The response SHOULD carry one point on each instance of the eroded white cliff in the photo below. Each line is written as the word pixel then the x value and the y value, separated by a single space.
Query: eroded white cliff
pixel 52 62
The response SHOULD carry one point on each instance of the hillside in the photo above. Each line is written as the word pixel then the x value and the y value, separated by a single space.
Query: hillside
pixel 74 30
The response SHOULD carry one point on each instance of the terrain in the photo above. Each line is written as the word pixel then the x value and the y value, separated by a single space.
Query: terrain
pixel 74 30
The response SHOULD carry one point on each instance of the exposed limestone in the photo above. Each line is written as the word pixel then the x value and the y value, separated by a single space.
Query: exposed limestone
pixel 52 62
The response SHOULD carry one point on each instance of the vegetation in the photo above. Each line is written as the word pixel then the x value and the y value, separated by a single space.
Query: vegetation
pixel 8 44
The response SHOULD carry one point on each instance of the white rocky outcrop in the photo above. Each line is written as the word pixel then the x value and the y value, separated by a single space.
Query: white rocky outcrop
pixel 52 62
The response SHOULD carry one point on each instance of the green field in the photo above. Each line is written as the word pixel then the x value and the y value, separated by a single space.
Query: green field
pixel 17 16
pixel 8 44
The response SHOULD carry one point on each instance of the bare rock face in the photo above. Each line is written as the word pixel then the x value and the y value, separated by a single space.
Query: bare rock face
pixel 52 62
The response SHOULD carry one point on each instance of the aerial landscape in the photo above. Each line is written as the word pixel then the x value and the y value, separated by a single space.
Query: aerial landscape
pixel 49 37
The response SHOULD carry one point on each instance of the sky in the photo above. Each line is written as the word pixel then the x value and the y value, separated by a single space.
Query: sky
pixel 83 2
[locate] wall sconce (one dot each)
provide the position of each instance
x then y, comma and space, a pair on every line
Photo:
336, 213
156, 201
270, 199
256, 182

******

GIVEN INSTRUCTION
Repeat every line of the material exactly as given.

PROBLEM SOLUTION
The response SHOULD carry one point on each instance of the eroded white cliff in the photo below. Each line is written as the word pixel then the x value and the y value, separated by a single space.
Query: eroded white cliff
pixel 52 62
The response SHOULD carry one point on each instance of the hillside in the photo above. Each line is written as the word pixel then the x value and the y value, separated by a single space.
Query: hillside
pixel 74 30
The response SHOULD carry one point on each instance of the terrain in the photo above. Each line is written as the word pixel then the x value and the y value, separated by a single space.
Query: terrain
pixel 74 30
The response SHOULD carry one point on each instance of the exposed limestone in the photo above. Each line is written as the word pixel then the x value and the y value, separated by a single space.
Query: exposed limestone
pixel 52 62
The response SHOULD carry one point on each instance of the vegetation in the photo above. Each line is written as the word pixel then the x value and the y value, separated by a single space.
Query: vegetation
pixel 8 44
The response SHOULD carry one point on each instance of the white rocky outcrop in the photo above. Each line is written as the word pixel then the x value and the y value, separated by a single space.
Query: white rocky outcrop
pixel 52 62
The response SHOULD carry one point on each instance of the green field in the photo above. Each line is written as the word pixel then the x value and the y value, separated by a single space.
Query: green field
pixel 17 16
pixel 8 44
The response SHOULD carry one point on each instance of the bare rock face in the photo above. Each line is written as the word pixel then the x value and the y value, separated by a single space.
Query: bare rock face
pixel 52 62
The response SHOULD carry one point on each instance of the aerial landscape in the photo above. Each line is written as the word pixel then the x value and the y value, separated by a single space.
Query: aerial landscape
pixel 49 37
The response SHOULD carry one point on each instance of the sky in the photo above. Each line is written as the word pixel then the x value and the y value, separated by a single space.
Query: sky
pixel 83 2
[locate] wall sconce (one dot each)
provide the position of each instance
x then y, comma and space, a pair on every line
Photo:
336, 213
156, 201
270, 199
256, 182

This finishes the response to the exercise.